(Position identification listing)
####################

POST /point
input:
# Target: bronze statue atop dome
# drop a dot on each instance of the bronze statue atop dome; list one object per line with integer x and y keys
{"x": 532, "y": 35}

####################

### [Stated problem]
Please show every line of the listing above that contains the string "bronze", matching case exactly.

### [Task result]
# Target: bronze statue atop dome
# drop a dot on each instance of the bronze statue atop dome; list one object per line with integer x and y keys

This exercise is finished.